BRANO DI LETTURA:
VARIANTI IN CORSO D'OPERA

La misura del quinto dell’importo originario dell’opera (c.d. quinto d’obbligo) rappresenta il limite entro il quale l’appaltatore è obbligato all’esecuzione degli ulteriori lavori di cui al contratto di appalto originario ed oltre il quale, invece, i lavori possono essere qualificati come variante del predetto contratto originario, spettando all’appaltatore il diritto alla risoluzione del contratto, salvo che non voglia espressamente eseguirli previo nuovo accordo. E’ stato, al riguardo, precisato (cfr. Cass. Civ., sez. I, 14 giugno 2000, n. 8094) che qualora l’amministrazione appaltante richieda l’esecuzione di lavori diversi da quelli indicati nel contratto originario ed in variante ad essi, per un importo superiore al c.d. quinto d’obbligo, detta richiesta non trova fondamento nell’originario contratto di appalto e ad essa, pertanto, non corrisponde alcun obbligo da parte dell’appaltatore; con la conseguenza che il successivo accordo intervenuto tra le parti per l’esecuzione di nuovi lavori in variante (nella forma di un atto di sottomissione o di un atto aggiuntivo) deve essere considerata come un nuovo contratto, autonomo rispetto a quello originario. La negoziazione di nuove condizioni per l’esecuzione dei nuovi lavori a seguito dell’apposita perizia di variante è sicura prova di un nuovo ed autonomo contratto, ma quest’ultimo non può essere escluso per la mera circostanza che l’appaltatore abbia convenuto di eseguire i nuovi lavori agli stessi patti e condizioni del contratto di appalto originario (così, sostanzialmente, Cons. St., sez. VI, 18 ottobre 2000, n. 5605). Non costituiscono elementi decisivi per far ritenere che si sia in presenza di unico ed unitario complesso contrattuale né la previsione di eseguire i nuovi lavori agli stessi patti e condizioni di cui al contratto originario né l’allegazione all’atto aggiuntivo di un nuovo cronoprogramma dei lavori, che tenga conto anche dell’esecuzione di quelli oggetto del contratto originario.

VOCI DEL DATASET:
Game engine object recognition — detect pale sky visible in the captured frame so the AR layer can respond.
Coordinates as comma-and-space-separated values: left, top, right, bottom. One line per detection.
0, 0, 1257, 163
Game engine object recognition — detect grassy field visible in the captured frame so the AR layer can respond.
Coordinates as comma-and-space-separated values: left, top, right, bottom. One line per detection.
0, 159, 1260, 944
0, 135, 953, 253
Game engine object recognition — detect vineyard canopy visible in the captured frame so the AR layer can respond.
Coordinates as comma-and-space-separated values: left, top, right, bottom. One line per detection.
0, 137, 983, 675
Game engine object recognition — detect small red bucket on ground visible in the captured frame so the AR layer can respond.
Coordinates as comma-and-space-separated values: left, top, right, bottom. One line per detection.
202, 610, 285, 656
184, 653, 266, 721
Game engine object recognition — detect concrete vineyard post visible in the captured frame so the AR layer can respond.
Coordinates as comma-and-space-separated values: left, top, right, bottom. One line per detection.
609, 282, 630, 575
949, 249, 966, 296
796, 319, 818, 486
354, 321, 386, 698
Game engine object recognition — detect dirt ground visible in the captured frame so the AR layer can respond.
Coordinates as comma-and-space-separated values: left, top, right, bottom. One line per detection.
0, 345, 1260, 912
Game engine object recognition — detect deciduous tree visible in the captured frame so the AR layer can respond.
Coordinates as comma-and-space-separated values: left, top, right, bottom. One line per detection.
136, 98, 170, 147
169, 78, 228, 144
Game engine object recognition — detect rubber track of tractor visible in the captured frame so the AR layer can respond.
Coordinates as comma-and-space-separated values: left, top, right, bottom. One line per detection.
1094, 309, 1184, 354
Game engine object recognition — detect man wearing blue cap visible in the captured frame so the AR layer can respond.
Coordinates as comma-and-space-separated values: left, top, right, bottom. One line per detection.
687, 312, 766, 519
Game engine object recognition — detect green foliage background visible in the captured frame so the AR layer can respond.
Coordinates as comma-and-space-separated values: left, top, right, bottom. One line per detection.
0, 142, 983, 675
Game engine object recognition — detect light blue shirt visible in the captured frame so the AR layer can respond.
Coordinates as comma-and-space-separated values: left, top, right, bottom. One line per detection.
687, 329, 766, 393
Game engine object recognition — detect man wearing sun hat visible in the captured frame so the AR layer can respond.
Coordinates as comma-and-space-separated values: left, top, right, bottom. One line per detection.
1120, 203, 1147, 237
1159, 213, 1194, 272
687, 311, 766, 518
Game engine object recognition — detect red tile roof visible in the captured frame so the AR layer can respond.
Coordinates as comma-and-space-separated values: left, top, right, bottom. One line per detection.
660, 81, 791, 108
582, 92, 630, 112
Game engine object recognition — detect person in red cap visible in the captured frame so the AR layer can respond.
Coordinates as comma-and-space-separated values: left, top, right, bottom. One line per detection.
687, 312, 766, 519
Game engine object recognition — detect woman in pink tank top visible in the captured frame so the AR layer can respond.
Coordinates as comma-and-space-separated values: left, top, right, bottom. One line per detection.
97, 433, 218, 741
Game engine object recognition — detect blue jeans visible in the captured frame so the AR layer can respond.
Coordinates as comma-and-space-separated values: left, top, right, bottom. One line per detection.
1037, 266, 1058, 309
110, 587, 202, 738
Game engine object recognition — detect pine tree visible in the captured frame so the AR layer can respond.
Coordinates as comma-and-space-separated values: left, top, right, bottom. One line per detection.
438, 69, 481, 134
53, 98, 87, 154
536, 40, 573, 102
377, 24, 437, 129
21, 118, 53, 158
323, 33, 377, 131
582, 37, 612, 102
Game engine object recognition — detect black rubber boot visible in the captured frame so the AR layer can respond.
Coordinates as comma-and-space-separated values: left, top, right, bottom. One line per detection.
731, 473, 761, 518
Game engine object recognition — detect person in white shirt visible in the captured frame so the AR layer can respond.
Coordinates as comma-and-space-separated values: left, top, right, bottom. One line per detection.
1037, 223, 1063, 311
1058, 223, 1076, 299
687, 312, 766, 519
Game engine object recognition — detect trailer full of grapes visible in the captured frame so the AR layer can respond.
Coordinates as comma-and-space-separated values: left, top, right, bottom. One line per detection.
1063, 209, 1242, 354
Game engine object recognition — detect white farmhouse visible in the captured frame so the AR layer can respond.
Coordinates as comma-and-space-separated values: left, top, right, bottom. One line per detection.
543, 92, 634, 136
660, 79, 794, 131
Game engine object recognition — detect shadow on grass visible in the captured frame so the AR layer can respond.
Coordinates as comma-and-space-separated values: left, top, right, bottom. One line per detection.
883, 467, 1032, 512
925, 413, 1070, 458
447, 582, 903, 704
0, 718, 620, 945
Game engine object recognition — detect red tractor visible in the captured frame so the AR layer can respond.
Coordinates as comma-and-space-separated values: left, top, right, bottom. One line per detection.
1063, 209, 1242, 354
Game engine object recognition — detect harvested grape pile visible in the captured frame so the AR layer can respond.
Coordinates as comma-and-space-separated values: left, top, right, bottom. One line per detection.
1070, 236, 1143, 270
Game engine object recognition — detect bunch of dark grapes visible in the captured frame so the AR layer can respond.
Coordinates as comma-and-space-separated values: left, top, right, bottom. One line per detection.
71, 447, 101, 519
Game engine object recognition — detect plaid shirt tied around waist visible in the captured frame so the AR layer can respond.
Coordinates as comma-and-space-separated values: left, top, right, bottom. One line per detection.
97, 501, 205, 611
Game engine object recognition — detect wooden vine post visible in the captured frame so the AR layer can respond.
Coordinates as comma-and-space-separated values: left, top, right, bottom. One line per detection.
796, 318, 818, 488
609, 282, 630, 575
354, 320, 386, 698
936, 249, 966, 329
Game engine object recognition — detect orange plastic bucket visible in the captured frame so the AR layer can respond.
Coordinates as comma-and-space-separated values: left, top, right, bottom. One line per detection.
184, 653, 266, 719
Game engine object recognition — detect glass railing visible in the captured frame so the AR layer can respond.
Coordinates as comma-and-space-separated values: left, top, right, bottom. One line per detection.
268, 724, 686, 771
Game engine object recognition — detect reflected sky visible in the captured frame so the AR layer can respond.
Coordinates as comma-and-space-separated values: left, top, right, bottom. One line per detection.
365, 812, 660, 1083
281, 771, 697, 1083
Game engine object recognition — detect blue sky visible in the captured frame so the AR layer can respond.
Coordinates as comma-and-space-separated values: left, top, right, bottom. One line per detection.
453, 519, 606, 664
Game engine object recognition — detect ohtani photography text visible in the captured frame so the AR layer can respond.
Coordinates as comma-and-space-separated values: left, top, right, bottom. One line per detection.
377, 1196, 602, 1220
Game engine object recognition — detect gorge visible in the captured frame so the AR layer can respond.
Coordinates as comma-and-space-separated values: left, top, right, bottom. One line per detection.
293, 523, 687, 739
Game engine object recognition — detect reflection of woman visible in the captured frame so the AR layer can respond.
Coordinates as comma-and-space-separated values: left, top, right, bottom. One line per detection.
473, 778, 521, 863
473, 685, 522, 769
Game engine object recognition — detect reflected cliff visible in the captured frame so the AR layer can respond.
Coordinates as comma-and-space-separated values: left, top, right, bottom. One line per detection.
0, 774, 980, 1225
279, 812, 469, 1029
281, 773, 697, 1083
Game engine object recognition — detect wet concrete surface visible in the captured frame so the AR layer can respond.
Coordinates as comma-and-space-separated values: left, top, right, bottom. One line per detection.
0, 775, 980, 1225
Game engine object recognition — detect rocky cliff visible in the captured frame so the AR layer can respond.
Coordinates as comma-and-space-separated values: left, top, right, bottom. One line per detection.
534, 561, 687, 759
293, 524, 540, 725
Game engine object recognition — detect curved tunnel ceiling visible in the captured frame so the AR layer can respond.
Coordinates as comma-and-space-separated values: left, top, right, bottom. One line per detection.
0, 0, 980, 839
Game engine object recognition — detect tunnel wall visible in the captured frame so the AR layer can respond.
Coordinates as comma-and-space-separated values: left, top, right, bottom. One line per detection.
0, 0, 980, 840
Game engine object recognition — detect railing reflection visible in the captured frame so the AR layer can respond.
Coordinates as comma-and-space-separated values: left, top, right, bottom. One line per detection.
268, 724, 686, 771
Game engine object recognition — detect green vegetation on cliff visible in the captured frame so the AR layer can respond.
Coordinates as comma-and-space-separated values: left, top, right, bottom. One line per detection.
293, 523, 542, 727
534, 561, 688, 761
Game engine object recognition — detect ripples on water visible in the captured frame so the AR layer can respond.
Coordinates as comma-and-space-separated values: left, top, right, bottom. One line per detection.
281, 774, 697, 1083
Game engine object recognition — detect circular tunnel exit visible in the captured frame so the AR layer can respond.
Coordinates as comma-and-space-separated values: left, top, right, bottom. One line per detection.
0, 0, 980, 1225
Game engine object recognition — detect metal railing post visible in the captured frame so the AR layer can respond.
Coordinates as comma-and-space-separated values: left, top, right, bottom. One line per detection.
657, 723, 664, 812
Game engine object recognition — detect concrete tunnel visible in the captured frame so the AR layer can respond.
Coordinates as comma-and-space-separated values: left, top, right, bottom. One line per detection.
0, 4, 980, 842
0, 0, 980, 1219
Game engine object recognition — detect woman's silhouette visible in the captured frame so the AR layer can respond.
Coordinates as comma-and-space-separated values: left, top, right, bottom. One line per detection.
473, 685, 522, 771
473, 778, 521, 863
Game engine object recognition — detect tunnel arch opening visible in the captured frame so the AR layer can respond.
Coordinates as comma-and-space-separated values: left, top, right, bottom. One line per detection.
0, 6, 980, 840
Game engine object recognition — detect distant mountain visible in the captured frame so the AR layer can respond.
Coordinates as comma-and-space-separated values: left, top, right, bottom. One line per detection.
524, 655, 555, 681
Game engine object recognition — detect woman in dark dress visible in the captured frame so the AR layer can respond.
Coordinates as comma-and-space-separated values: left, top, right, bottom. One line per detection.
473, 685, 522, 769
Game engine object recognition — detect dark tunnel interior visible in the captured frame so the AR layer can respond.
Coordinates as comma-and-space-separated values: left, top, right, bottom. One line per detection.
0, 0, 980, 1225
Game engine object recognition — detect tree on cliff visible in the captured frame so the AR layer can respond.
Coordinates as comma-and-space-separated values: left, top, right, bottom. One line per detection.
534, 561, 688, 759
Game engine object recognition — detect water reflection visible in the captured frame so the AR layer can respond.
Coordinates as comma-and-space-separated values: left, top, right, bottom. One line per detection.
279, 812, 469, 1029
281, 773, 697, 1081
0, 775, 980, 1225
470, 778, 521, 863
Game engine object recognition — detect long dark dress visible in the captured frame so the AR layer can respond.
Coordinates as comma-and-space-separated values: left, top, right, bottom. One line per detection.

OBIETTIVO: Puoi riprendere il brano sulle varianti in corso d'opera e proseguirlo subito dopo la sua ultima frase?

ESITO:
Quanto alla prima circostanza, trattandosi di lavori eccedenti il quinto d’obbligo, l’appaltatore non è tenuto ad eseguirli: l’aver accettato la proposta dell’amministrazione appaltante di eseguirli è, pertanto, frutto di una libera scelta, nella quale non può non inserirsi anche la relativa valutazione economica di eseguirli agli stessi patti e condizioni del contratto originario, senza che ciò implichi alcuna continuità, in termini giuridici, del nuovo impegno contrattuale con quello precedente.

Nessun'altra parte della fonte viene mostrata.